>>>>

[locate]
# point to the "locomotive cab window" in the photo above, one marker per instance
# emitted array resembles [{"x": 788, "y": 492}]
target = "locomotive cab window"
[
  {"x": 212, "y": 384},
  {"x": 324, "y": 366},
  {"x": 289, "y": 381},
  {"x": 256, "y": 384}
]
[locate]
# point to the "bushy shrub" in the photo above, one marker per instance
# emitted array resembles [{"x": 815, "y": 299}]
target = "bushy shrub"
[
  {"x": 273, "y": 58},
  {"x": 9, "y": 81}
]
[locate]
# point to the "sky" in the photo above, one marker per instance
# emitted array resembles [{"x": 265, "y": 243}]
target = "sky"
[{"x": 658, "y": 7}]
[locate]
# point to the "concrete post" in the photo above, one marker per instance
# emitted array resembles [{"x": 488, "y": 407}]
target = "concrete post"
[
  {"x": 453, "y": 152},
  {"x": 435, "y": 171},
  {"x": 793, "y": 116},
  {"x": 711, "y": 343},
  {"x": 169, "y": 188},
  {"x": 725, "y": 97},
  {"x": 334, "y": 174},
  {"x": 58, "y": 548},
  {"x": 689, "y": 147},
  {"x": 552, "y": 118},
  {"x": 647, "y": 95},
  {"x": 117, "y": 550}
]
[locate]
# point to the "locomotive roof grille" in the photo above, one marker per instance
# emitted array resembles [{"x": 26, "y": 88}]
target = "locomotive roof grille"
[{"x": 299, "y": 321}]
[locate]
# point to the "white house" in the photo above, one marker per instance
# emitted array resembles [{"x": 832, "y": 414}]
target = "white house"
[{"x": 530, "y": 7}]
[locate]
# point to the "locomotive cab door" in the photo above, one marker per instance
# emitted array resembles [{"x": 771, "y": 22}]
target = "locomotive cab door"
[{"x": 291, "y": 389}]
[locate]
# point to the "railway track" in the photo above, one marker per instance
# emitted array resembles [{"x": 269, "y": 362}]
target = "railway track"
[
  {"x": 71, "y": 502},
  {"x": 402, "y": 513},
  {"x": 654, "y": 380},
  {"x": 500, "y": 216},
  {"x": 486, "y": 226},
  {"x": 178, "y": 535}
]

<<<<

> [STATED PROBLEM] From the listing above, extract all records word for word.

> [RESPONSE BELOW]
[locate]
# point to the "locomotive cab window" in the photo above, one marker per instance
# emitted array resembles [{"x": 788, "y": 492}]
target = "locomotive cab window"
[
  {"x": 212, "y": 384},
  {"x": 324, "y": 366},
  {"x": 289, "y": 381},
  {"x": 256, "y": 384}
]
[locate]
# point to the "bushy shrub" in the photo above, one marker per instance
# emitted array resembles [{"x": 815, "y": 299}]
target = "bushy shrub"
[
  {"x": 273, "y": 58},
  {"x": 9, "y": 81}
]
[locate]
# point to the "sky" in the photo above, one marker per instance
# emitted array resembles [{"x": 265, "y": 243}]
target = "sky"
[{"x": 658, "y": 7}]
[locate]
# point to the "concrete post" in the photo above, one marker per instance
# emitted array resembles [{"x": 488, "y": 407}]
target = "concrete post"
[
  {"x": 453, "y": 152},
  {"x": 435, "y": 171},
  {"x": 793, "y": 116},
  {"x": 711, "y": 343},
  {"x": 169, "y": 188},
  {"x": 725, "y": 97},
  {"x": 334, "y": 174},
  {"x": 58, "y": 548},
  {"x": 689, "y": 147},
  {"x": 552, "y": 118},
  {"x": 647, "y": 95},
  {"x": 117, "y": 550}
]
[locate]
# point to the "locomotive roof grille" in the photo above, one marker per instance
# emitted array resembles [{"x": 26, "y": 88}]
target = "locomotive roof grille"
[{"x": 299, "y": 321}]
[locate]
# point to the "white house" in the photo above, one marker per instance
# emitted array resembles [{"x": 832, "y": 414}]
target = "white house"
[{"x": 530, "y": 7}]
[locate]
# point to the "locomotive cab door" in the photo above, one marker per instance
# emitted array resembles [{"x": 771, "y": 22}]
target = "locomotive cab door"
[{"x": 291, "y": 389}]
[locate]
# point to the "railway track" in the photo above, one marker per instance
# emitted array resembles [{"x": 269, "y": 362}]
target = "railway track"
[
  {"x": 71, "y": 502},
  {"x": 402, "y": 513},
  {"x": 654, "y": 380},
  {"x": 500, "y": 216},
  {"x": 486, "y": 226},
  {"x": 178, "y": 535}
]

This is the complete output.